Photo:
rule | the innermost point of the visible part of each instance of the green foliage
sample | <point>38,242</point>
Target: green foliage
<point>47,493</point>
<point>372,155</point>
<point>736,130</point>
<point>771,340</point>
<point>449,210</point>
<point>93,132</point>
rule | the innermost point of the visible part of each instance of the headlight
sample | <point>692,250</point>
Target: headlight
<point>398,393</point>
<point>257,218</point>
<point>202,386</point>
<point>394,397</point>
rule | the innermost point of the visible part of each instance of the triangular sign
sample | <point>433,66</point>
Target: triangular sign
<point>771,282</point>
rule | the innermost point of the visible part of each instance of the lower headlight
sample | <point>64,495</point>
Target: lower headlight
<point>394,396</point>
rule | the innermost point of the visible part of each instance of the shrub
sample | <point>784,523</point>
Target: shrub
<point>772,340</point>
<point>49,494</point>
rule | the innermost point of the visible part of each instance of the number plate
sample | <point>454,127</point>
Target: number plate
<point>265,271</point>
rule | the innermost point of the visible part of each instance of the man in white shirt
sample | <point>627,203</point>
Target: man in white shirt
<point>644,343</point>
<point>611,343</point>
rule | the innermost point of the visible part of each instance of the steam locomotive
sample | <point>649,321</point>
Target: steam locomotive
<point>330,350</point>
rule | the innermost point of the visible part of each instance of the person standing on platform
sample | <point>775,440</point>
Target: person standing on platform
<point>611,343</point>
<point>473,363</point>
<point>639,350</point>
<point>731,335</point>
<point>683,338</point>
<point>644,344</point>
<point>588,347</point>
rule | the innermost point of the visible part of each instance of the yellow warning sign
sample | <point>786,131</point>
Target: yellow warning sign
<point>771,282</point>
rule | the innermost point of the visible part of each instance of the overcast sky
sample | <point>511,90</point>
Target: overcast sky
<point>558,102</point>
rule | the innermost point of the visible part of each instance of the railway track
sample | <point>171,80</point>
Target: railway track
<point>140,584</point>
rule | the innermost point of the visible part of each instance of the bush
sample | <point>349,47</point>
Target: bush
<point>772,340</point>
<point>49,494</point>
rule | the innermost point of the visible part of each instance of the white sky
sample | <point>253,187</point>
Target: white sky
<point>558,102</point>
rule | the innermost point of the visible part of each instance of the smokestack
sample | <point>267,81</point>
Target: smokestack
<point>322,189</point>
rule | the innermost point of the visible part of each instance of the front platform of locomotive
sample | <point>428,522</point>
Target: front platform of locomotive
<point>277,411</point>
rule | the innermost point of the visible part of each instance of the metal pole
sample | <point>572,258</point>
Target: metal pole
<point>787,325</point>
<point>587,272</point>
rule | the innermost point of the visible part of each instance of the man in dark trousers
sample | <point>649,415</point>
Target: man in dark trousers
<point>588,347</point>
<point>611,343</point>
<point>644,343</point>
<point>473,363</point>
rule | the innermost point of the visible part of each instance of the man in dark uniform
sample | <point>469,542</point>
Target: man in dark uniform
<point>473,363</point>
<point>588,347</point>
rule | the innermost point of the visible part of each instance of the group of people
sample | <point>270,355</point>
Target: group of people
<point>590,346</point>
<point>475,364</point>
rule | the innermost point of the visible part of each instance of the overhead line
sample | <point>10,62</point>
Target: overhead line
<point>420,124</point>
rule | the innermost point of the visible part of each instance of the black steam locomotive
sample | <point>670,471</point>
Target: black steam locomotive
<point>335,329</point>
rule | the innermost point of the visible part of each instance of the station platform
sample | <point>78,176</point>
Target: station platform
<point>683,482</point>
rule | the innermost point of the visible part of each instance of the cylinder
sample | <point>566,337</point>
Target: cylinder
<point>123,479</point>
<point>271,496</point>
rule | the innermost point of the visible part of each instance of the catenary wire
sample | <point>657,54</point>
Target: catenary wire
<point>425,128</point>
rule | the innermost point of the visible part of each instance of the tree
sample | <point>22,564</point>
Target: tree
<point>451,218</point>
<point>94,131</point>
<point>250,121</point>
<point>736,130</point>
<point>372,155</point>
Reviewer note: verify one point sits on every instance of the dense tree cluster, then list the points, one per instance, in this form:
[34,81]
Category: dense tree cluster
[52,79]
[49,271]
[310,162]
***
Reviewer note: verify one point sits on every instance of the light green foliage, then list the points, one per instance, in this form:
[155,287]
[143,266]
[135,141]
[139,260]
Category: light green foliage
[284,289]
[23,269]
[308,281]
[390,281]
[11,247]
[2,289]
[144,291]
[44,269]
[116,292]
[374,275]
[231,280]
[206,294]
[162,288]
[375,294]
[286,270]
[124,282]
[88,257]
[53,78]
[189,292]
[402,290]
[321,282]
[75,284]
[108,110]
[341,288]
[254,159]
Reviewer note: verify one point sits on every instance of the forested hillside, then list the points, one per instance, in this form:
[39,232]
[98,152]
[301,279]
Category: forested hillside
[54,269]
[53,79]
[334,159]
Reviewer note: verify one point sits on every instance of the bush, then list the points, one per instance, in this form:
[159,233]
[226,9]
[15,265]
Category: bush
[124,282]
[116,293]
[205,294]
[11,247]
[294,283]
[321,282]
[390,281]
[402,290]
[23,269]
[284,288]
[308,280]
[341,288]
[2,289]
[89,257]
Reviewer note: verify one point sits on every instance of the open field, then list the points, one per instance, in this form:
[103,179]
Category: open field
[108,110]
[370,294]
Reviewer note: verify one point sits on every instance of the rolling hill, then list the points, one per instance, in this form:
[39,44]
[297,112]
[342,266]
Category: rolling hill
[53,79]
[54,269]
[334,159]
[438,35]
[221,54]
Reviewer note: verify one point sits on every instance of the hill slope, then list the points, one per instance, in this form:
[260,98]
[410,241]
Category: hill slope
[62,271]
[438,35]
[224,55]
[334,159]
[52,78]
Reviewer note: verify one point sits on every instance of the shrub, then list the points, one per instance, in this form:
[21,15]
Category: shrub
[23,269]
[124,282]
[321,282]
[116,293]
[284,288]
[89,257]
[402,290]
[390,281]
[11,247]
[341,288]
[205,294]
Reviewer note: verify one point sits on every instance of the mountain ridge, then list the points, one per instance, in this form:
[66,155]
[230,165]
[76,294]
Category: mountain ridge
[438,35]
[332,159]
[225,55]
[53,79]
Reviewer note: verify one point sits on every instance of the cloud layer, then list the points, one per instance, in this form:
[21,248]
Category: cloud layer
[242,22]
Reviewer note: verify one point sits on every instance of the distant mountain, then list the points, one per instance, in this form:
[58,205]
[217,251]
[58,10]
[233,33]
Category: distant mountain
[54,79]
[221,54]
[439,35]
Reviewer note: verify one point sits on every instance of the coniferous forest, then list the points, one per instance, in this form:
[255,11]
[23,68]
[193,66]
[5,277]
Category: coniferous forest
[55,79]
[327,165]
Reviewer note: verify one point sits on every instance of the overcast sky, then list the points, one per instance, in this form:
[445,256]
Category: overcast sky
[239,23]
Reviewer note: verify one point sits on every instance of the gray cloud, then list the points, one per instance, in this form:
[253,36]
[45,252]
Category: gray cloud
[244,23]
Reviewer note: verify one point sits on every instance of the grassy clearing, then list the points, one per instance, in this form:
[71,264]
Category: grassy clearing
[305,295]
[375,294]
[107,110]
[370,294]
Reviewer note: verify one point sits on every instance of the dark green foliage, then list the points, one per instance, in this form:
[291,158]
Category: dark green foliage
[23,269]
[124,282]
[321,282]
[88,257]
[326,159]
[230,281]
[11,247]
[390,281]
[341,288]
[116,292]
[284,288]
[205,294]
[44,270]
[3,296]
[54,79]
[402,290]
***
Take the line above containing "the lower headlight", the line containing "the man in white shirt", and all lines in between, and copy them exactly without anything else.

**SOLUTION FOR THIS TASK**.
rule | the innermost point of the visible part of each instance of the lower headlight
sample | <point>64,495</point>
Target: lower headlight
<point>394,396</point>
rule | the innermost point of the visible part of each instance of the shrub
sample | <point>784,523</point>
Target: shrub
<point>772,340</point>
<point>49,494</point>
rule | the innermost point of the visible part of each instance of the number plate
sample | <point>454,127</point>
Target: number plate
<point>265,271</point>
rule | the innermost point of the visible part of each instance of the man in white shirt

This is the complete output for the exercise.